» TASK INSTRUCTIONS
**1.** List every category of person that the article on Burkinabe nationality law says acquires nationality by birth.
**2.** Output the passage of the article on Burkinabe nationality law starting at "Burkinabe nationality law is" and ending at "time through naturalization.".
**3.** Go on with the article on Burkinabe nationality law from the point at which it stops.

» DOCUMENT TEXT
>>>

Parliament of Burkina Faso
- Long title Zatu an VII 13 du 16 novembre 1989 portant institution et application d'un code des personnes et de la famille au Burkina Faso ;
- Enacted by: Government of Burkina Faso

= Burkinabe nationality law =

Burkinabe nationality law is regulated by the Constitution of Burkina Faso, as amended; the Persons and Family Code (Code des personnes et de la famille), and its revisions; and various international agreements to which the country is a signatory. These laws determine who is, or is eligible to be, a national of Burkina Faso. The legal means to acquire nationality, formal legal membership in a nation, differ from the domestic relationship of rights and obligations between a national and the nation, known as citizenship. Burkinabe nationality is typically obtained under the principle of jus sanguinis, i.e. by birth in Burkina Faso or abroad to parents with Burkinabe nationality. It can be granted to persons with an affiliation to the country, or to a permanent resident who has lived in the country for a given period of time through naturalization.

==Acquisition of nationality==
Nationality can be acquired in Burkina Faso through birth or naturalization.

===By birth===
- Persons born anywhere to at least one parent who is a national of Burkina Faso;
- Persons born to foreigners in Burkina Faso who have been a usual resident of the country and are still residing in the territory the age of majority acquires nationality at majority;
- Persons born in the territory who might otherwise be stateless; or
- Foundlings or orphans of unknown parentage.

<<<

» SUPPLIED INFORMATION
>>>

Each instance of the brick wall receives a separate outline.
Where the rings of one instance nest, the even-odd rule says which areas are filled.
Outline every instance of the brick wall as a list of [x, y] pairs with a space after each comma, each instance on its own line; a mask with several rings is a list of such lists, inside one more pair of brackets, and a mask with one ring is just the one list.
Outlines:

<<<

» OUTPUTS IN ORDER
**1.**
- Persons born anywhere to at least one parent who is a national of Burkina Faso
- Persons born in Burkina Faso to foreigners who have usually resided in the country and still reside in its territory at the age of majority, who acquire nationality at majority
- Persons born in the territory who might otherwise be stateless
- Foundlings or orphans of unknown parentage

**2.**
Burkinabe nationality law is regulated by the Constitution of Burkina Faso, as amended; the Persons and Family Code (Code des personnes et de la famille), and its revisions; and various international agreements to which the country is a signatory. These laws determine who is, or is eligible to be, a national of Burkina Faso. The legal means to acquire nationality, formal legal membership in a nation, differ from the domestic relationship of rights and obligations between a national and the nation, known as citizenship. Burkinabe nationality is typically obtained under the principle of jus sanguinis, i.e. by birth in Burkina Faso or abroad to parents with Burkinabe nationality. It can be granted to persons with an affiliation to the country, or to a permanent resident who has lived in the country for a given period of time through naturalization.

**3.**
===By naturalization===
Naturalization can be granted to persons who have resided in the territory for a sufficient period of time to confirm they understand the customs and traditions of the society. General provisions are that applicants be of good character, in good mental health and have no criminal history of sentencing greater than one year. Nationality may also be granted for service to the nation or under exceptional circumstances. The general residency requirement is ten years, but in the case of someone born in Burkina Faso or for service to the nation the residency requirement is reduced to two years. Besides foreigners meeting the criteria, other persons who may be naturalized include:

- Minor children, adult children, or the spouse of a naturalized Burkinabe, having lived in the territory for five years;
- Adoptees of nationals of Burkina Faso;
- Foreigners or stateless persons who marry nationals of Burkina Faso, acquire nationality after being married to a Burkinabe national for 5 years; or
- Persons who have rendered or can render exemplary services, such as in the development of agricultural, artistic, industrial, innovative, literary, or scientific contributions to the nation.

==Loss of nationality==
Burkinabe nationals may renounce their nationality provided they will not become stateless. Persons may be denaturalized in Burkina Faso for committing crimes against the state or ordinary crimes; fraud in a naturalization petition; or disloyal or treasonous acts.

==Dual nationality==
As the law of Burkina Faso does not address dual nationality, it is assumed to be permitted in most circumstances, though custom may vary.

==History==
===African kingdoms of the Upper Volta (1200–1896)===
From the eleventh century, people moving from Ghana invaded the area establishing dominance in the region east of Lake Chad and between the Red and White Volta Rivers. These people, known as the Mossi, expanded their territory and interacted with Muslim refugees and merchants, establishing trade networks. They also interacted with the Mali and Songhai Empires both trading with and raiding them for goods through the 1500s.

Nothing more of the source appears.